**Your instructions**
The response must reproduce every record below without alteration.
____
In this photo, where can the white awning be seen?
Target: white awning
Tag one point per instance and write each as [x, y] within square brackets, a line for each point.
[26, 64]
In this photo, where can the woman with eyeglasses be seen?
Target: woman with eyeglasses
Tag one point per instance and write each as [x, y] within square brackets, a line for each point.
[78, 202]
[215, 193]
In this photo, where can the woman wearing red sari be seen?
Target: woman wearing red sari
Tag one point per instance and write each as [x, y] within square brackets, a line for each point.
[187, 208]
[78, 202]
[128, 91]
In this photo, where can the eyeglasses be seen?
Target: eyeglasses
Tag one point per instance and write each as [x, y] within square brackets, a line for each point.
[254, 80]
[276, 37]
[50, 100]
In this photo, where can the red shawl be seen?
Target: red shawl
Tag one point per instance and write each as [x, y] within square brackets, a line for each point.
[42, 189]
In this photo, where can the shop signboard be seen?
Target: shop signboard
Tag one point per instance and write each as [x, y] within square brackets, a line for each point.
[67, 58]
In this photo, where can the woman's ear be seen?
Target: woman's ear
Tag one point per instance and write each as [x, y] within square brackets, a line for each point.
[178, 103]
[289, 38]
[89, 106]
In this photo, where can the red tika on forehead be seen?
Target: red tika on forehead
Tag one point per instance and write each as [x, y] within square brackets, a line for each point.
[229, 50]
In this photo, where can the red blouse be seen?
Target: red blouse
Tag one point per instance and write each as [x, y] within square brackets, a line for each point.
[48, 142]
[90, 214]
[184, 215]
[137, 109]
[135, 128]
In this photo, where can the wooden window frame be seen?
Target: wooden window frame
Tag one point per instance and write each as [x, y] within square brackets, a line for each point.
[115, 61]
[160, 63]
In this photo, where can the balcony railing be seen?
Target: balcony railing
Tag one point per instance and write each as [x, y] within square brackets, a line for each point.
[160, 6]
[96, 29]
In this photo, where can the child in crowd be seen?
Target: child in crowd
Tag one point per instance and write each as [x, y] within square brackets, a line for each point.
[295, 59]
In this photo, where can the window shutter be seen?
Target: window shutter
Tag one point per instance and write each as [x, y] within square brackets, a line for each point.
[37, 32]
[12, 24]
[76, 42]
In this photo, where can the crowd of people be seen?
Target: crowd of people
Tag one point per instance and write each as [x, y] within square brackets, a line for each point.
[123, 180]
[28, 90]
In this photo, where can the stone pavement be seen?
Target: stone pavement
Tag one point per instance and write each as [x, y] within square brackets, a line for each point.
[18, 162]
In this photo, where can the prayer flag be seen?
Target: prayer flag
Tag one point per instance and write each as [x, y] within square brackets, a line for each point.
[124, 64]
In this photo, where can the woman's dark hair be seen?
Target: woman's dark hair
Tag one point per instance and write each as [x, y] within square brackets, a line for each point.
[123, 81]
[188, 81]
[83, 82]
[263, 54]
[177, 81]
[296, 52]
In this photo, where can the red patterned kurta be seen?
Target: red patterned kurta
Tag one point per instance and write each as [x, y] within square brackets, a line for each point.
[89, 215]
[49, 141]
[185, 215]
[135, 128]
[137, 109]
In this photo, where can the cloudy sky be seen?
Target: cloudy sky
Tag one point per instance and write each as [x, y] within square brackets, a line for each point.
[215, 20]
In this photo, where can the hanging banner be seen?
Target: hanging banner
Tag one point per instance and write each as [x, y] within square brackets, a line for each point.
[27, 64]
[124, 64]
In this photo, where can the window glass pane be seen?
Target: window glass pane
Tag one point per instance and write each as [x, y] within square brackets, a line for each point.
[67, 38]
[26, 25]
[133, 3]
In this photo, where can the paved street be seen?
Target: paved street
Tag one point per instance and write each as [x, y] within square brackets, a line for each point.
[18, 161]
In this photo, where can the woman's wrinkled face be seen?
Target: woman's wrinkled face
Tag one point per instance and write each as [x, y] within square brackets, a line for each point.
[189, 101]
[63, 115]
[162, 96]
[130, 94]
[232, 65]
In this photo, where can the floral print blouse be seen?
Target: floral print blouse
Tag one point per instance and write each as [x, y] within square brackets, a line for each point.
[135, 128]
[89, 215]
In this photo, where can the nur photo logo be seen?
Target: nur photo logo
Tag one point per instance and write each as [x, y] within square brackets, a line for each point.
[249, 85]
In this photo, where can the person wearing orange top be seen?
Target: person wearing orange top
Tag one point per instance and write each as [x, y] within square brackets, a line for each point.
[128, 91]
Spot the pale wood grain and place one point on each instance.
____
**Written response**
In this photo, where can the white awning be seen?
Target: white awning
Tag one point per instance and write each as [x, y] within square brackets, a line for each point.
[26, 64]
In this photo, where can the woman with eyeglasses be seen?
Target: woman with eyeglasses
Tag one point per instance and write each as [x, y] within square brackets, a line for each point.
[78, 202]
[215, 193]
In this photo, where can the woman wearing red sari be seen?
Target: woman wearing red sari
Tag one point per instance and write each as [x, y] within square brackets, a line for each point.
[187, 208]
[78, 202]
[128, 91]
In this photo, where can the eyeglasses be seen?
Target: eyeglasses
Tag one point per instance and write each as [x, y] within square brackets, a line for each point.
[254, 80]
[276, 37]
[50, 100]
In this photo, where can the red shawl be seen?
Target: red shawl
Tag one point per instance and write each as [x, y] within square brackets, a line for each point.
[42, 189]
In this photo, where can the shop signboard be seen?
Target: shop signboard
Tag one point per instance and write each as [x, y] within square brackets, a line for each point.
[67, 58]
In this photo, where can the woman's ear be seen?
Target: woman's ear
Tag one point per instance and write each as [x, y] within square brackets, a line for each point.
[178, 103]
[289, 38]
[89, 106]
In this photo, where can the red tika on forehead be seen?
Target: red tika on forehead
Tag one point per instance and write each as [x, y] within square brackets, a line for each point.
[229, 50]
In this photo, where can the red blouse be seen?
Target: red blouse
Tag one point per instance and write each as [x, y] within square brackets, a line for each point.
[48, 142]
[90, 214]
[184, 215]
[137, 109]
[135, 128]
In this photo, where can the wooden window frame be seen?
Target: wooden window frame
Tag one point per instance and write each as [x, y] within square brackets, a line for each point.
[115, 61]
[160, 63]
In this photo, where can the balcony railing be seen?
Target: balcony railing
Tag one point per instance and write each as [x, y] within square brackets, a line for each point.
[160, 6]
[96, 29]
In this photo, where can the child in crowd be seen?
Target: child in crowd
Tag one point per instance and write each as [x, y] within square brackets, a line for each point.
[295, 59]
In this photo, where can the window shutter be seen?
Target: window shutter
Tag one point per instance and write each as [x, y] within square brackets, a line for each point.
[37, 32]
[12, 24]
[76, 42]
In this photo, where can the crowd of people be seen?
Target: crowd of people
Tag one point per instance and write each as [x, y] within square brackets, a line for each point.
[123, 180]
[28, 90]
In this photo, where can the stone pavement be seen?
Target: stone pavement
Tag one point per instance and write each as [x, y] within square brackets, a line for each point.
[18, 162]
In this photo, where can the prayer flag be seen?
Target: prayer flag
Tag one point per instance and write each as [x, y] within square brackets, a line for each point.
[124, 64]
In this photo, where can the woman's dark hair be seen?
Target: woman's dark hair
Tag one point per instance and write each as [x, y] within square brackets, a line for each point.
[123, 81]
[188, 81]
[83, 82]
[263, 54]
[177, 81]
[296, 52]
In this photo, where can the red patterned kurta be seen?
Target: red patterned kurta
Tag one point per instance and write each as [x, y] within square brackets, a line for each point.
[89, 215]
[49, 141]
[185, 215]
[135, 128]
[137, 109]
In this photo, where can the cloudy sky be seen?
Target: cloudy sky
Tag one point per instance and write each as [x, y] within square brackets, a line for each point.
[215, 20]
In this photo, where can the hanging banner be seen?
Target: hanging banner
Tag one point per instance and write each as [x, y] within square brackets, a line for each point.
[27, 64]
[124, 64]
In this photo, where can the window glass pane be seen?
Target: window glass pane
Tag one point per instance and write each as [x, y] within square brackets, a line for each point.
[67, 38]
[26, 25]
[133, 3]
In this photo, where can the paved street be seen?
Target: paved street
Tag one point per instance and write each as [x, y] within square brackets, a line for each point.
[18, 161]
In this photo, where can the woman's wrinkled face be seen?
Target: woman's wrinkled face
Tag one point per instance and write each as [x, y] within square brackets, a line for each point.
[189, 101]
[63, 115]
[162, 96]
[130, 94]
[232, 65]
In this photo, where can the floral print blouse be seen?
Target: floral print blouse
Tag one point per instance and write each as [x, y] within square brackets, a line for each point.
[135, 128]
[89, 215]
In this photo, where can the nur photo logo be seen?
Target: nur photo logo
Tag one point per instance and write each as [x, y] within square brackets, a line for each point.
[249, 85]
In this photo, where can the person wearing orange top be seen?
Target: person wearing orange top
Tag one point per instance and write each as [x, y] within square brackets, a line for each point.
[128, 91]
Spot the pale wood grain and place one point on each instance.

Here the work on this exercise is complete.